Task -> Locate every line below that contains the string "hand" and copy each of those lines.

Point annotations for photos
— Begin —
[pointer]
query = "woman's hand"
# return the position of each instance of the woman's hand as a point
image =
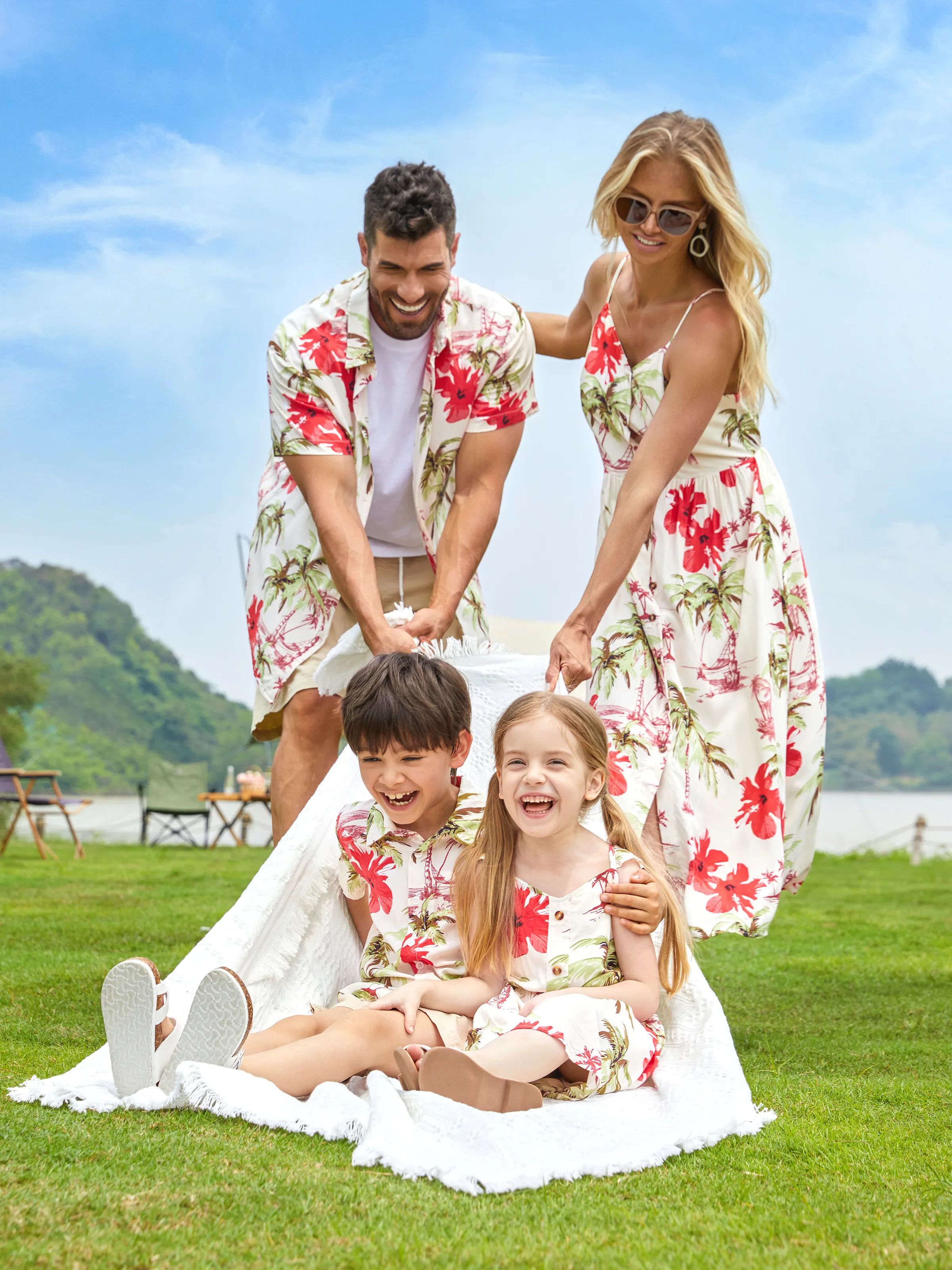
(635, 902)
(407, 1000)
(572, 656)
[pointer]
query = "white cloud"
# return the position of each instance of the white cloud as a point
(186, 257)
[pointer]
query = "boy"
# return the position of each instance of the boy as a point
(408, 721)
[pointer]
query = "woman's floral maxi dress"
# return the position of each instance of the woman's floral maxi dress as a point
(708, 668)
(565, 941)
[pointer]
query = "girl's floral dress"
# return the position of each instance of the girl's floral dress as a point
(708, 671)
(565, 941)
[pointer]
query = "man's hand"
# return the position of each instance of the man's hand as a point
(407, 1000)
(392, 639)
(572, 654)
(430, 624)
(636, 903)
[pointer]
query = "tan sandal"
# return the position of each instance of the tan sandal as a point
(456, 1076)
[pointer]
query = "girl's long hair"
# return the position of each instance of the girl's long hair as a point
(484, 879)
(737, 261)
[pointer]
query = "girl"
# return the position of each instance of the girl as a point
(576, 994)
(697, 630)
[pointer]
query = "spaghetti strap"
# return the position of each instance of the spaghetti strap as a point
(711, 292)
(611, 285)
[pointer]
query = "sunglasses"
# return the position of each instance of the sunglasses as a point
(671, 220)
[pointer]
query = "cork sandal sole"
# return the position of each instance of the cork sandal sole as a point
(216, 1028)
(456, 1076)
(132, 1020)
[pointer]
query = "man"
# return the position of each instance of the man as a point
(398, 402)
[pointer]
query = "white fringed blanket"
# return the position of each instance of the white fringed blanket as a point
(291, 940)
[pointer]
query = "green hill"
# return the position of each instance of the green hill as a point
(111, 694)
(890, 727)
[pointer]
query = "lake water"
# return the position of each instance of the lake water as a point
(848, 822)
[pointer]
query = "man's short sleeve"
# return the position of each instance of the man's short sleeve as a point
(310, 392)
(508, 392)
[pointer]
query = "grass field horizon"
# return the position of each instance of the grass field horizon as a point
(842, 1019)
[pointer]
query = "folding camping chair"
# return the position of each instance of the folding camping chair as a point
(12, 791)
(172, 798)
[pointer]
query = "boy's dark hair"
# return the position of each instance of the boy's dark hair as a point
(409, 201)
(414, 702)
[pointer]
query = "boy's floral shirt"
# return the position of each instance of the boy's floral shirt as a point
(321, 361)
(408, 882)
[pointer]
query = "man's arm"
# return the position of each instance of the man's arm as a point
(329, 486)
(483, 464)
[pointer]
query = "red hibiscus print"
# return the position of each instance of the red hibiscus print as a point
(318, 425)
(651, 1065)
(729, 475)
(617, 780)
(702, 865)
(325, 347)
(372, 868)
(457, 384)
(254, 620)
(705, 544)
(606, 350)
(591, 1060)
(738, 891)
(531, 921)
(761, 803)
(794, 757)
(414, 952)
(681, 515)
(511, 410)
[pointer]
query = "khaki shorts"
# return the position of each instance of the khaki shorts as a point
(418, 579)
(452, 1029)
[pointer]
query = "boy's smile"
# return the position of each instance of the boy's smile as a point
(416, 787)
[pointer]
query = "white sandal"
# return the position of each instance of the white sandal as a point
(216, 1028)
(135, 1004)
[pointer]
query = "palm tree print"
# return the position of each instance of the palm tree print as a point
(299, 579)
(270, 524)
(321, 364)
(744, 426)
(693, 743)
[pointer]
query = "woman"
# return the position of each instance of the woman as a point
(696, 630)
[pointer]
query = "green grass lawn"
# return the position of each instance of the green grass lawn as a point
(842, 1018)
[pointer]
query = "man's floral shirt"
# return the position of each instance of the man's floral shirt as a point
(321, 361)
(407, 879)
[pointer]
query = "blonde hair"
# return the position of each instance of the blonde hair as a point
(484, 879)
(738, 261)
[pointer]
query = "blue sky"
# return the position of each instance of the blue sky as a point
(176, 178)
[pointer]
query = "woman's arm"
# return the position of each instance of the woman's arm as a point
(569, 337)
(700, 369)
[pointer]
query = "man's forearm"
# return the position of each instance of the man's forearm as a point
(464, 543)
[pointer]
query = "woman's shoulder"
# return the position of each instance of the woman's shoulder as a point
(598, 280)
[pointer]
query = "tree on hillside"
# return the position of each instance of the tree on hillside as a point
(21, 689)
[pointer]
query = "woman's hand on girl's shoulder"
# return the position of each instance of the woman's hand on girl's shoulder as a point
(635, 900)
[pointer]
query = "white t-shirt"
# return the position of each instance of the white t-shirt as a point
(393, 408)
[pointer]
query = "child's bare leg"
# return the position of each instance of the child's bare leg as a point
(295, 1028)
(366, 1039)
(521, 1056)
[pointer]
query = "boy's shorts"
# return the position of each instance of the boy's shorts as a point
(454, 1029)
(416, 592)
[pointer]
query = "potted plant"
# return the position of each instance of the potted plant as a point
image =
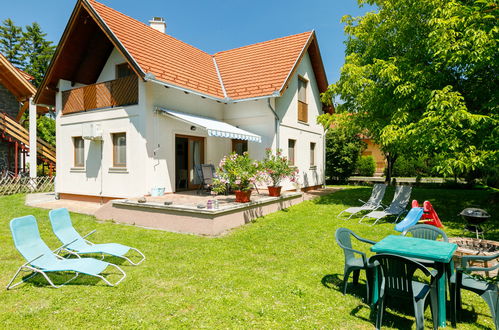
(276, 168)
(237, 172)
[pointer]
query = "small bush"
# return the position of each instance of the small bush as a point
(406, 166)
(366, 166)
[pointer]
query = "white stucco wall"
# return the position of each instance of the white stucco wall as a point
(303, 133)
(151, 136)
(98, 177)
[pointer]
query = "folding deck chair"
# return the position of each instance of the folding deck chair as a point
(75, 244)
(373, 203)
(397, 206)
(41, 260)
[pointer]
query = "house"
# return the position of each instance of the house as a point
(16, 91)
(137, 109)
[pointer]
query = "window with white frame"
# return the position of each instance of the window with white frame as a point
(119, 149)
(312, 154)
(79, 152)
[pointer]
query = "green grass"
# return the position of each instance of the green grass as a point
(281, 271)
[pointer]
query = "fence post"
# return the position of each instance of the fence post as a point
(32, 139)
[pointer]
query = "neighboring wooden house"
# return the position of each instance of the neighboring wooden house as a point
(15, 94)
(137, 109)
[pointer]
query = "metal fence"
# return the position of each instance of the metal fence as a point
(21, 185)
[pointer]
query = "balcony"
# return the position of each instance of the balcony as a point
(108, 94)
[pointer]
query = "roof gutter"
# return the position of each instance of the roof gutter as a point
(150, 77)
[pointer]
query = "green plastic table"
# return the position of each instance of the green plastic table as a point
(439, 252)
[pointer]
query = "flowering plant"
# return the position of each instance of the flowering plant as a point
(276, 168)
(237, 172)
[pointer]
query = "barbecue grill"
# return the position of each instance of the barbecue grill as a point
(474, 218)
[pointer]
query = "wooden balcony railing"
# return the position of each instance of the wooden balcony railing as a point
(113, 93)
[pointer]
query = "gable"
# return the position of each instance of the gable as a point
(259, 70)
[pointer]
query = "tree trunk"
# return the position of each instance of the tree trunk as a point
(390, 159)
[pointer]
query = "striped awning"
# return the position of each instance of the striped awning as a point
(214, 127)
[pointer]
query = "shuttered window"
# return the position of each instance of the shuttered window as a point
(79, 151)
(312, 154)
(302, 100)
(291, 151)
(119, 149)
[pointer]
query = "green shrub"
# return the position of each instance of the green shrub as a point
(366, 166)
(342, 151)
(407, 166)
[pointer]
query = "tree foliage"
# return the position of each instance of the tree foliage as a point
(11, 42)
(421, 77)
(37, 52)
(27, 49)
(343, 147)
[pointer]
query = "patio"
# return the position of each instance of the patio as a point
(188, 212)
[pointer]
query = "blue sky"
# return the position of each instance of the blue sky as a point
(214, 25)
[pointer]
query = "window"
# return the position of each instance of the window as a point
(302, 100)
(312, 154)
(239, 146)
(79, 151)
(123, 70)
(291, 152)
(119, 149)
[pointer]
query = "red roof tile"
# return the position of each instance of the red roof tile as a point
(247, 72)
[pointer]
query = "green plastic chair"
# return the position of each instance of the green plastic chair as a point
(461, 280)
(41, 260)
(75, 244)
(352, 263)
(397, 281)
(426, 232)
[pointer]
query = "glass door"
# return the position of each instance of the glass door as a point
(189, 153)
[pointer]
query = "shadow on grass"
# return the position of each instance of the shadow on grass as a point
(335, 282)
(59, 278)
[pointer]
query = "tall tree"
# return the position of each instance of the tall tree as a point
(37, 52)
(11, 42)
(421, 76)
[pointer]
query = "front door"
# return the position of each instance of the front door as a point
(189, 152)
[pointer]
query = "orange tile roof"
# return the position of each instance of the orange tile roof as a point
(262, 68)
(167, 58)
(247, 72)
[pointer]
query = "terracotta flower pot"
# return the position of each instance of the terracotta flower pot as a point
(274, 191)
(242, 196)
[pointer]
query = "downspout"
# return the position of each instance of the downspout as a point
(276, 124)
(324, 158)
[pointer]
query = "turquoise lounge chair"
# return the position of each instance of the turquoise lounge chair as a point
(75, 244)
(41, 260)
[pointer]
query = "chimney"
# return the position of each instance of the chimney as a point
(158, 23)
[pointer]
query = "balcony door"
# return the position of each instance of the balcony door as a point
(189, 152)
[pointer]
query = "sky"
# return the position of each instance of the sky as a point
(214, 25)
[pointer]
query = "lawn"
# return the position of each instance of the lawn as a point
(281, 271)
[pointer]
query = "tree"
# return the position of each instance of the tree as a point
(421, 77)
(343, 146)
(11, 42)
(37, 52)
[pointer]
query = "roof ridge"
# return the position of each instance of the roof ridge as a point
(262, 42)
(220, 77)
(149, 27)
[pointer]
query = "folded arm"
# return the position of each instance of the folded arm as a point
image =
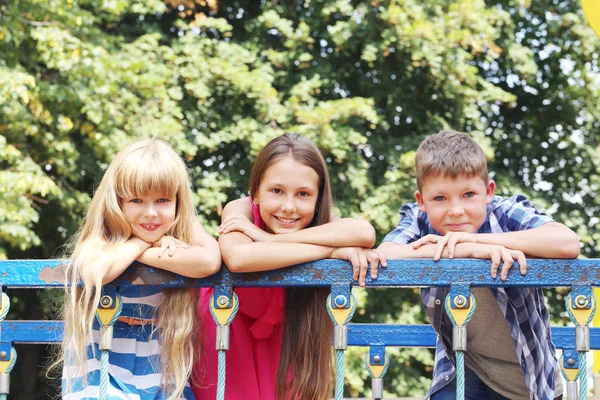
(241, 254)
(344, 232)
(551, 240)
(202, 258)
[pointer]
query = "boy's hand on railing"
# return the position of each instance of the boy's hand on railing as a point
(240, 223)
(168, 244)
(361, 258)
(449, 240)
(497, 254)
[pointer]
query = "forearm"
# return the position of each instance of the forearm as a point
(551, 240)
(406, 251)
(193, 262)
(346, 232)
(123, 255)
(263, 256)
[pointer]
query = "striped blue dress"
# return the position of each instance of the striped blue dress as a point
(134, 368)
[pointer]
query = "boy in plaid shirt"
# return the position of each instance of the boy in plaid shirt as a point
(510, 354)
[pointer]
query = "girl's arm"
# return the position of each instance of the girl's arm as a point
(121, 256)
(242, 254)
(345, 232)
(202, 258)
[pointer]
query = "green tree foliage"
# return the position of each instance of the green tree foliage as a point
(366, 80)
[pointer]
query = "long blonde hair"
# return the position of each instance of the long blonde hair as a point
(144, 167)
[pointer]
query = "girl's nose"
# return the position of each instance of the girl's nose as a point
(288, 206)
(151, 211)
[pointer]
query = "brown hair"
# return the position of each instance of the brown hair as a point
(306, 346)
(450, 153)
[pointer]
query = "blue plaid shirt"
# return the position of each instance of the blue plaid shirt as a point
(524, 308)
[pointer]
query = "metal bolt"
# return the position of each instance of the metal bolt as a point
(581, 301)
(223, 301)
(460, 301)
(106, 301)
(340, 301)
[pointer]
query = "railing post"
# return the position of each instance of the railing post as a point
(569, 365)
(581, 307)
(108, 311)
(224, 305)
(8, 354)
(341, 304)
(460, 306)
(377, 364)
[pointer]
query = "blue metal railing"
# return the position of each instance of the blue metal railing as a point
(458, 274)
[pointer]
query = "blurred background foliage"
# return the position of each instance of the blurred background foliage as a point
(366, 80)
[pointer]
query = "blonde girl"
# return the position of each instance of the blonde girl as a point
(142, 211)
(280, 344)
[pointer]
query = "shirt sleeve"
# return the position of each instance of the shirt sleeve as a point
(517, 214)
(407, 230)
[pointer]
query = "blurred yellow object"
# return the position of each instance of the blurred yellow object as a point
(596, 321)
(592, 12)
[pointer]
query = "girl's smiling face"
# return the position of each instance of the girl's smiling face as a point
(150, 216)
(287, 196)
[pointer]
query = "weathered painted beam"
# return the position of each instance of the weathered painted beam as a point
(399, 273)
(358, 334)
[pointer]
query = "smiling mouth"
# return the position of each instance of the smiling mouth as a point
(286, 221)
(454, 226)
(150, 227)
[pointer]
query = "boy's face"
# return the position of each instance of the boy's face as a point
(455, 204)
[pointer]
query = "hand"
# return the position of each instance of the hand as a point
(449, 240)
(239, 223)
(170, 244)
(361, 258)
(497, 254)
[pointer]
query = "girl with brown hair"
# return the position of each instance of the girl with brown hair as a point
(280, 346)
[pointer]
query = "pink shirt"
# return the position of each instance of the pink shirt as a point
(254, 344)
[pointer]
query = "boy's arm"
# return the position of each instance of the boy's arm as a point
(551, 240)
(495, 253)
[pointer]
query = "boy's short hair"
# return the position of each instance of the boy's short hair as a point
(451, 154)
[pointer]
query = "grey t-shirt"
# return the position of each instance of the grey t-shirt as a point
(491, 350)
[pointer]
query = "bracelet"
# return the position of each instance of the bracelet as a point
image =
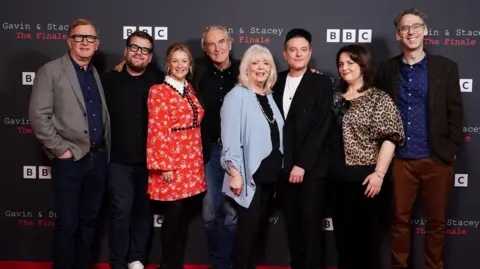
(376, 173)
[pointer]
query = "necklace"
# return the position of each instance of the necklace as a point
(264, 114)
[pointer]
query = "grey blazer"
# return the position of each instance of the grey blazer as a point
(57, 110)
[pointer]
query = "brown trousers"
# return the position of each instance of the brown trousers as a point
(434, 178)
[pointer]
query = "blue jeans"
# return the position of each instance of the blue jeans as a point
(219, 215)
(78, 188)
(131, 223)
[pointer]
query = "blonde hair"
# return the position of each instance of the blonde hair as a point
(254, 52)
(81, 22)
(178, 47)
(211, 28)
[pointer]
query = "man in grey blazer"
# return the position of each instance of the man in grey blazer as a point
(69, 116)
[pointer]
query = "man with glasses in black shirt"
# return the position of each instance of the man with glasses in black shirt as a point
(126, 94)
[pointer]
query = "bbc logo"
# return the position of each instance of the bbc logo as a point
(30, 172)
(466, 85)
(461, 180)
(327, 224)
(159, 33)
(157, 220)
(349, 35)
(27, 78)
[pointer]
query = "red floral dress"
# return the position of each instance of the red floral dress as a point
(174, 148)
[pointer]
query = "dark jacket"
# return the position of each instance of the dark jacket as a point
(307, 123)
(445, 102)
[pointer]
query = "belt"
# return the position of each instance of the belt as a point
(98, 147)
(217, 140)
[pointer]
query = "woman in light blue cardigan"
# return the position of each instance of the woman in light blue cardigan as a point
(252, 153)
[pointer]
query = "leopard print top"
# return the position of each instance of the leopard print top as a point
(369, 120)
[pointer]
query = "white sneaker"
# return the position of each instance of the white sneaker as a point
(135, 265)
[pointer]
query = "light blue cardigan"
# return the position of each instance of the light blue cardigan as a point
(244, 125)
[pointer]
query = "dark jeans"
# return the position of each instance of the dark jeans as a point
(218, 213)
(131, 224)
(78, 188)
(177, 218)
(357, 226)
(249, 221)
(303, 206)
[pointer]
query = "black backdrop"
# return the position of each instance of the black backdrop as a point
(33, 32)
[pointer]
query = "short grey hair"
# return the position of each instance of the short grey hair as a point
(214, 27)
(257, 51)
(410, 11)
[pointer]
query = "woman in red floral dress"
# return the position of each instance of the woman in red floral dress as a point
(174, 152)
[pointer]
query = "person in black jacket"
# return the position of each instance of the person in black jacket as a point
(304, 99)
(426, 89)
(126, 93)
(213, 77)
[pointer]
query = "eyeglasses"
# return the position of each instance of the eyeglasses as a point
(80, 38)
(143, 50)
(417, 27)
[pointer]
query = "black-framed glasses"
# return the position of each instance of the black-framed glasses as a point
(417, 27)
(80, 38)
(143, 50)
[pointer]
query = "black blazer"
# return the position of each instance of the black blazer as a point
(199, 67)
(307, 123)
(445, 102)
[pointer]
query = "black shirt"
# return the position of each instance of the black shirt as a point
(93, 104)
(215, 84)
(126, 97)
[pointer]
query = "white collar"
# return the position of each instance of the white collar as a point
(175, 84)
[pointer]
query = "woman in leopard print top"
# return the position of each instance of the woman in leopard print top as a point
(365, 131)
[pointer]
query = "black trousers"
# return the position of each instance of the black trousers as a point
(78, 188)
(357, 226)
(249, 221)
(131, 223)
(303, 206)
(177, 217)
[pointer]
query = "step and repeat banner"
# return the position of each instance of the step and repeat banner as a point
(35, 32)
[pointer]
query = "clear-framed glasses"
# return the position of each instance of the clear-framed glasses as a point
(417, 27)
(80, 38)
(143, 50)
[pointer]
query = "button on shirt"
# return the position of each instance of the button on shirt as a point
(93, 103)
(413, 106)
(214, 85)
(126, 97)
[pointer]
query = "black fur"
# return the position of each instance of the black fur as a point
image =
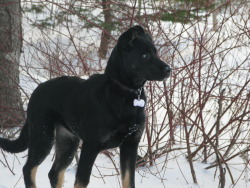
(99, 111)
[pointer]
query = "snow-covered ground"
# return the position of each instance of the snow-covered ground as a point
(104, 175)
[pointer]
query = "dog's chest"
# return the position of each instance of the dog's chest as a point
(116, 137)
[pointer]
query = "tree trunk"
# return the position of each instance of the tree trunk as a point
(105, 38)
(11, 110)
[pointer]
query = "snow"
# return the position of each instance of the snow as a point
(177, 174)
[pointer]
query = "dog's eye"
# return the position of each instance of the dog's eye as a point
(146, 56)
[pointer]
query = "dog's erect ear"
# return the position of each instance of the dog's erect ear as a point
(126, 39)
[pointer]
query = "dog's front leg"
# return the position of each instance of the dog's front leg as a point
(87, 159)
(128, 155)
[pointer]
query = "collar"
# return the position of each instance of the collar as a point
(126, 88)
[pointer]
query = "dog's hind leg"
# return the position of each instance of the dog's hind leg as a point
(41, 141)
(88, 155)
(66, 147)
(128, 155)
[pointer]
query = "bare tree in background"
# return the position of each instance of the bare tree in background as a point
(11, 110)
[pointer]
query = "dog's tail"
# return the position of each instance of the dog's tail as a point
(18, 145)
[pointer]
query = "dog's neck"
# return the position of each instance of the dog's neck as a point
(116, 72)
(126, 88)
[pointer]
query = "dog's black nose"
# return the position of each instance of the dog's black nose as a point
(167, 69)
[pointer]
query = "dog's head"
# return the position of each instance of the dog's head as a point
(139, 53)
(134, 60)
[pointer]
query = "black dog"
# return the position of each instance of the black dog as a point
(105, 111)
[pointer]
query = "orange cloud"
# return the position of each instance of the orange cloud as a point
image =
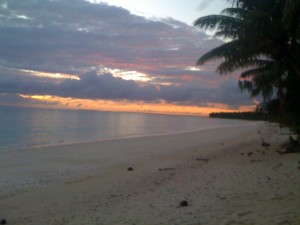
(130, 106)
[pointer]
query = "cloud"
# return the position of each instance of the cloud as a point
(77, 37)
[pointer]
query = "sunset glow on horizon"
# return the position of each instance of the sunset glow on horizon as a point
(104, 55)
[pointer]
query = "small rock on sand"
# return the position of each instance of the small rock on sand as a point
(184, 203)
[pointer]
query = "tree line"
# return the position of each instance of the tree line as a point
(262, 39)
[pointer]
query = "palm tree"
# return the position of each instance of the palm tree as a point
(263, 38)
— End —
Response to this task ->
query = "woman's hand"
# return the position of each instance of the woman's hand as a point
query = "man's hand"
# return the position of each instance of the man's hand as a point
query = "woman's hand on girl's shoulder"
# return the position of each instance of the woman's hand on girl's shoulder as a point
query = "boy's hand on railing"
# return the position of each instance of the boy's hand on railing as a point
query = "hand"
# return the position of each instance of the hand as a point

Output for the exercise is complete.